EXERCISE INSTRUCTIONS:
(a) According to the noodle passage, how long are the deep-fried noodles fried in oil?
(b) Print the section of the noodle passage starting at "A variety of" and ending at "about 300 calories.".

QUOTED PASSAGE:
-- Begin --

Xie Nian-hua (謝念華), manager of the food plant that produces the noodles for TIHAA, explained, "For the deep-fried variety, noodles are fried in oil for 90 seconds, then quickly dehydrated until they contain less than three percent water. In this state, water becomes rather inactive, making the noodles inhospitable to germs; the need for preservatives is therefore greatly reduced. If not fried, noodles are steamed at around 105 degrees Celsius (221℉) to achieve dehydration. It takes a longer time for steamed noodles to dry-age."
The two ways of making the noodles yield products with distinctive characteristics. According to Xie, fried noodles are more porous. They soak up water more readily and expand better, making them fuller, smoother, and easier to eat. By contrast, steamed noodles are more densely packed, harder, and take longer to cook. But they are more supple and chewy.

A variety of vegetables (greens, carrots, corn, and seaweed) are dried and generously packed into seasoning packets. TIHAA does not buy ready-made dehydrated vegetables. Rather, it buys fresh vegetables and cleans and dries them for the seasoning packets. "We exercise strict control over the ingredients we use," Xie noted.

Each pack of fried noodles (including seasoning) is about 100 grams (3.5 oz) 12% larger than the usual 85 grams (3 oz) in commercial products--providing about 450 calories to fill hungry stomachs in distressed zones. Steamed noodles average about 85 grams of total weight and yield about 300 calories.

-- End --

DATA ENTRIES:
-- Begin --

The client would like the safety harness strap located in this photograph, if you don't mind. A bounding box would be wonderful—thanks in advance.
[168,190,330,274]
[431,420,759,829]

-- End --
-- Begin --

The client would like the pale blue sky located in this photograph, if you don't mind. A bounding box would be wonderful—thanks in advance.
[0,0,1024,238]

-- End --

EXERCISE ANSWERS:
(a) They are fried in oil for 90 seconds.

(b)
A variety of vegetables (greens, carrots, corn, and seaweed) are dried and generously packed into seasoning packets. TIHAA does not buy ready-made dehydrated vegetables. Rather, it buys fresh vegetables and cleans and dries them for the seasoning packets. "We exercise strict control over the ingredients we use," Xie noted.

Each pack of fried noodles (including seasoning) is about 100 grams (3.5 oz) 12% larger than the usual 85 grams (3 oz) in commercial products--providing about 450 calories to fill hungry stomachs in distressed zones. Steamed noodles average about 85 grams of total weight and yield about 300 calories.